··· The data ···
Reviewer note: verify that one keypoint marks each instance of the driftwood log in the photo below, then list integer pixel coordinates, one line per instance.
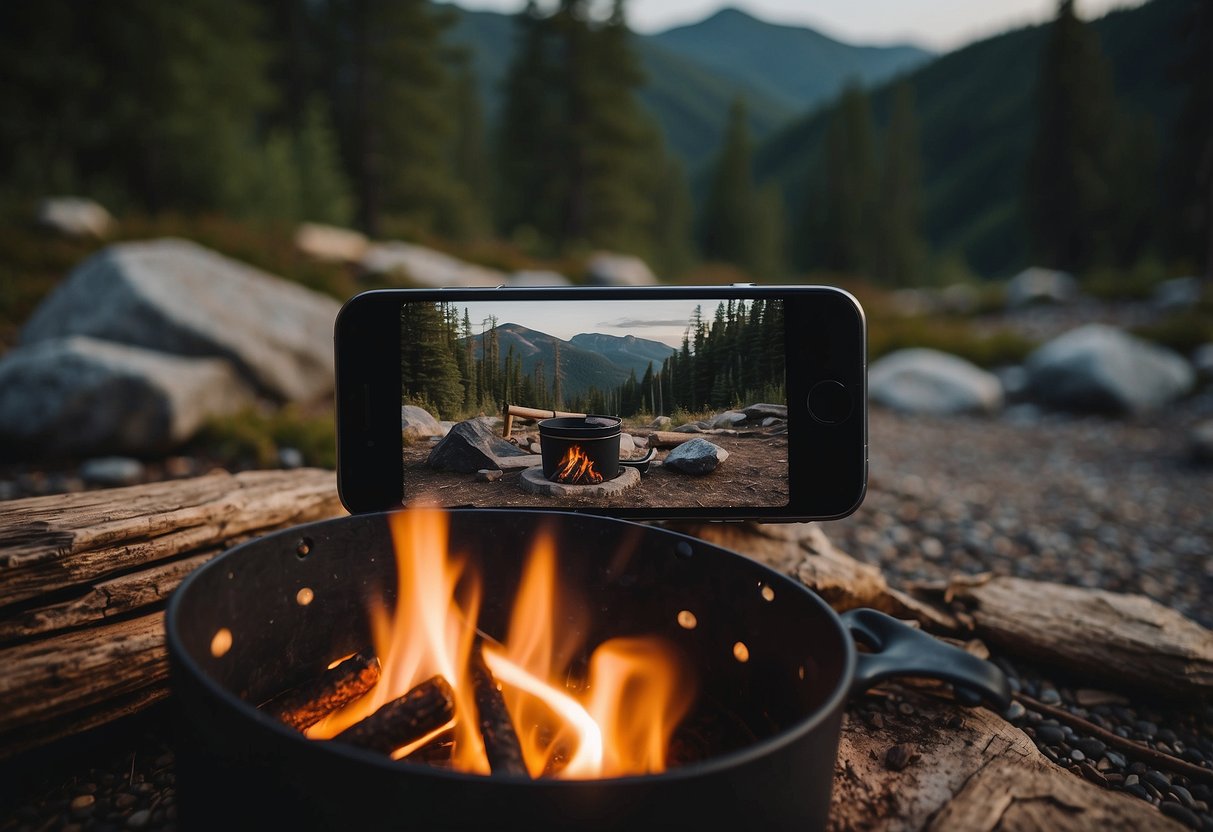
(84, 579)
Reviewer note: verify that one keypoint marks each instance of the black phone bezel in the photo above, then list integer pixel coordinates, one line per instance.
(829, 326)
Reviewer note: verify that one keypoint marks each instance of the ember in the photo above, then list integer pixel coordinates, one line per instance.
(576, 468)
(520, 705)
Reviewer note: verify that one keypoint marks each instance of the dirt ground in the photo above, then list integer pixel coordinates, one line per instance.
(755, 474)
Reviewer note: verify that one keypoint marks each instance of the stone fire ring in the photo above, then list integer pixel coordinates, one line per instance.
(534, 482)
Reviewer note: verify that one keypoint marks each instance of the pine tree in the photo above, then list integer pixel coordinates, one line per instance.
(900, 249)
(1068, 199)
(727, 224)
(850, 184)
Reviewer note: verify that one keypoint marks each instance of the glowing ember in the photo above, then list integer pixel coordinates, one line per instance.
(616, 721)
(576, 468)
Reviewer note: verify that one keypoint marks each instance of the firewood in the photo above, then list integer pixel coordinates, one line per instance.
(315, 699)
(501, 744)
(405, 719)
(964, 769)
(49, 543)
(1129, 640)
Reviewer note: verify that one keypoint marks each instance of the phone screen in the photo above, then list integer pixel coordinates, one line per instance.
(653, 403)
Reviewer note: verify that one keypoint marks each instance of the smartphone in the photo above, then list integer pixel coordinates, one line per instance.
(721, 403)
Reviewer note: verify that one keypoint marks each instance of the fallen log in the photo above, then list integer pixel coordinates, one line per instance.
(1128, 640)
(84, 579)
(940, 767)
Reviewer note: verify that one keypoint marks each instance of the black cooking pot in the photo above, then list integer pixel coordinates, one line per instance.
(768, 727)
···
:: Exercise description ::
Only the lines from the one with "the black cooking" through the end of the listing should be output, exactly as they appear.

:: Expected answer ::
Reviewer note: verify that one keypoint marks each instance of the black cooking pot in the photo above, then list integer pixel coordinates, one line per instance.
(768, 727)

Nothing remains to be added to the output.